**Direction:** Exclude the pictures, then repeat the remaining data exactly.
Begin Listing
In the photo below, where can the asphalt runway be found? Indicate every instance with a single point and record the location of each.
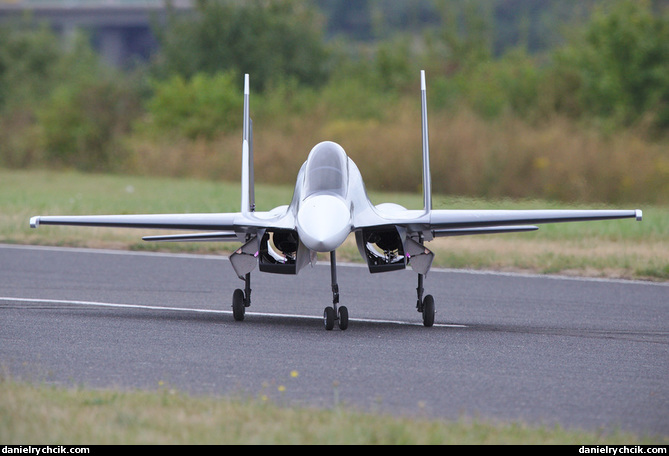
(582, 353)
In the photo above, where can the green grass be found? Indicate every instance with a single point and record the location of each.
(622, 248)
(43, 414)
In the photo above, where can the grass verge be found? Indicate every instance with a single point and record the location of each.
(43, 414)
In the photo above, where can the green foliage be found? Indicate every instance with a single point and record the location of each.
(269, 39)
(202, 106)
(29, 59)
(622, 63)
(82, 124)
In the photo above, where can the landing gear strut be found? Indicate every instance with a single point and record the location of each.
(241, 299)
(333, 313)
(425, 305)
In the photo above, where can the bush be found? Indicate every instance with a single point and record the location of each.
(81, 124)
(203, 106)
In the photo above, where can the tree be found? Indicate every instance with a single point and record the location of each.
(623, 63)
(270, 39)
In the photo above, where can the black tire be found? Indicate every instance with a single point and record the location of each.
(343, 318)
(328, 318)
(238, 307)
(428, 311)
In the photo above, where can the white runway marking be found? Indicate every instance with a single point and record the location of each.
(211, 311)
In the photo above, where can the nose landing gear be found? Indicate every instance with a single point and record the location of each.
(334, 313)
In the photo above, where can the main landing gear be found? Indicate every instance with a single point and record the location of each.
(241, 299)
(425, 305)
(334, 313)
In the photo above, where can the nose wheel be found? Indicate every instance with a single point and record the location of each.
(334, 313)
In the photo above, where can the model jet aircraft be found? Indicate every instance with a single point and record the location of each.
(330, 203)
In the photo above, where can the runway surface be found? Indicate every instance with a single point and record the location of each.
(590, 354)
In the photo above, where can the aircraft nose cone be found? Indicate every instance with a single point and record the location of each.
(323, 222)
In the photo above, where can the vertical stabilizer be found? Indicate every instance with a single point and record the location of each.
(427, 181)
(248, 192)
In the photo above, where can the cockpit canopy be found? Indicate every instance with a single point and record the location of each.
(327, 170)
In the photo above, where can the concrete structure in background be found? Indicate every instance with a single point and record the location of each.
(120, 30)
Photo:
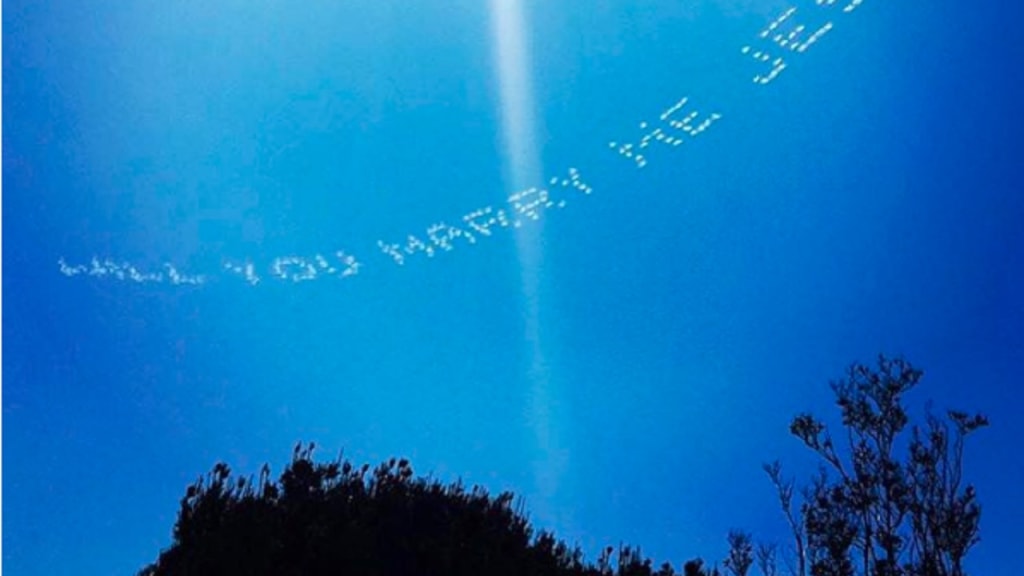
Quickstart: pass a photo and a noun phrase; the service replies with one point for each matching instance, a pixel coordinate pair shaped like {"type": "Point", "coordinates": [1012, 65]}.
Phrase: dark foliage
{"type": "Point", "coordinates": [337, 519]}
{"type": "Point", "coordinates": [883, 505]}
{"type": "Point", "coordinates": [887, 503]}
End Listing
**Final answer:**
In the photo below, where can the asphalt runway be found? Indicate every instance with a single point and record the location of each.
(582, 353)
In the photo above, where can the green grass be found? Indicate every instance with a single point and record the location of each.
(622, 248)
(43, 414)
In the photo above, where can the grass verge be found? Indicate every instance with a single point and record the location of each.
(43, 414)
In the photo above, where can the green foliage be found? Indicate every instance with a single point and record the location of each.
(269, 39)
(202, 106)
(29, 59)
(622, 63)
(82, 124)
In the photo above, where can the landing gear strut be found? Indicate every instance with a single point and record the location of each.
(241, 299)
(333, 313)
(425, 305)
In the photo above, where can the bush be found? Indicate every instance with a single point and record the location of each.
(81, 124)
(203, 106)
In the photo above, where can the tree be found? Indicate every instance with a single point and record the location of each.
(623, 63)
(270, 39)
In the photo above, where can the black tire be found? Indicate every instance with a single point and record the location of each.
(343, 318)
(328, 318)
(238, 307)
(428, 311)
In the photo above, where can the white runway marking be found? Indicate every instance with a single point and record the location of each.
(211, 311)
In the photo above, where can the nose landing gear be found? Indicate every instance with a single point and record the location of each.
(334, 313)
In the photo above, where can the main landing gear be found? Indicate every instance with a single point and record the location of each.
(241, 299)
(425, 305)
(334, 313)
In the photo above, where can the nose wheel be found? Indicate every instance with a single point and record the location of each.
(334, 313)
In the photo above, where can the model jet aircraft be found? Indicate every instance with a single point and record the location of each.
(330, 203)
In the photo above, where can the runway surface be found? Indicate every instance with a single point and record the location of each.
(590, 354)
In the photo above, where can the aircraft nose cone be found? Indicate every instance with a single point and record the location of each.
(323, 222)
In the photo above, where can the vertical stabilizer be found? Indicate every instance with a single point and record the location of each.
(427, 181)
(248, 192)
In the photo above, where can the cockpit canopy be found? Indicate every instance with a single point and record the location of each.
(327, 170)
In the photo above, where can the concrete structure in background be found? Indicate every instance with a single point and record the location of each.
(120, 30)
Photo:
Quickstart: pass a photo and a noun phrase; the service replies with one point for each matching instance, a pixel coordinate pair shaped like {"type": "Point", "coordinates": [1012, 65]}.
Phrase: dark foliage
{"type": "Point", "coordinates": [337, 519]}
{"type": "Point", "coordinates": [883, 505]}
{"type": "Point", "coordinates": [887, 503]}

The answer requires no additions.